» PROBLEM REQUIREMENTS
Print every entry below exactly, leaving out the pictures.

» EXTRACTED INFORMATION
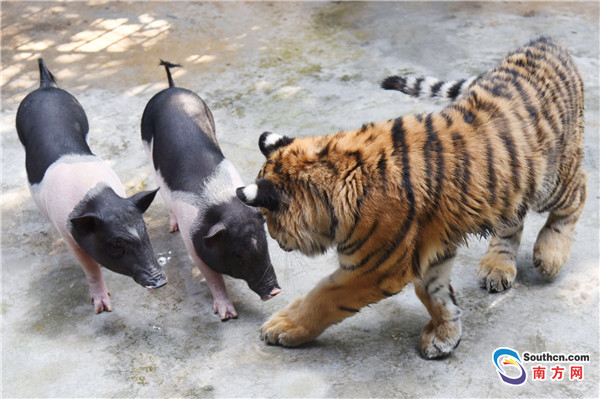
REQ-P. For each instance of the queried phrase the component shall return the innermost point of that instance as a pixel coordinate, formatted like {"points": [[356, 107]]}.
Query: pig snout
{"points": [[266, 287], [151, 279]]}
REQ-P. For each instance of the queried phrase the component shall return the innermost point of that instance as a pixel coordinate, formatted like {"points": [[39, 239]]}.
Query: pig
{"points": [[81, 195], [198, 185]]}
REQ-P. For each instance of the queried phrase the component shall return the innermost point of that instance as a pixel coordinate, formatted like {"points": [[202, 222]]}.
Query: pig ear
{"points": [[142, 200], [215, 234], [85, 224], [269, 142], [262, 194]]}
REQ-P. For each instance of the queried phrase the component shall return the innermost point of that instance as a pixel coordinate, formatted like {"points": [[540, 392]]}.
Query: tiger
{"points": [[397, 198]]}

» RESPONSE
REQ-P. For each instance of the queried phrase the component shall return the innermost point of that instance as a pixel coordinate, formatted like {"points": [[356, 107]]}.
Query: pig snout
{"points": [[266, 287], [151, 279]]}
REQ-P. For each instance of the queried phrase the component shall return the innermost point of that instance as a pixel coordinate, formatted like {"points": [[39, 239]]}.
Query: pig
{"points": [[81, 195], [198, 185]]}
REQ-P. For each instance of the queried phrase the component shall return the innermost point of that instance as a pixel coordinate, formatted like {"points": [[202, 222]]}.
Query: pig ear
{"points": [[142, 200], [215, 234], [85, 224], [269, 142], [262, 194]]}
REQ-P. For each instance of the queried phrase the component shall return the innermost point of that instance as a pixel coordinate, formatted like {"points": [[540, 392]]}.
Query: tiger
{"points": [[397, 198]]}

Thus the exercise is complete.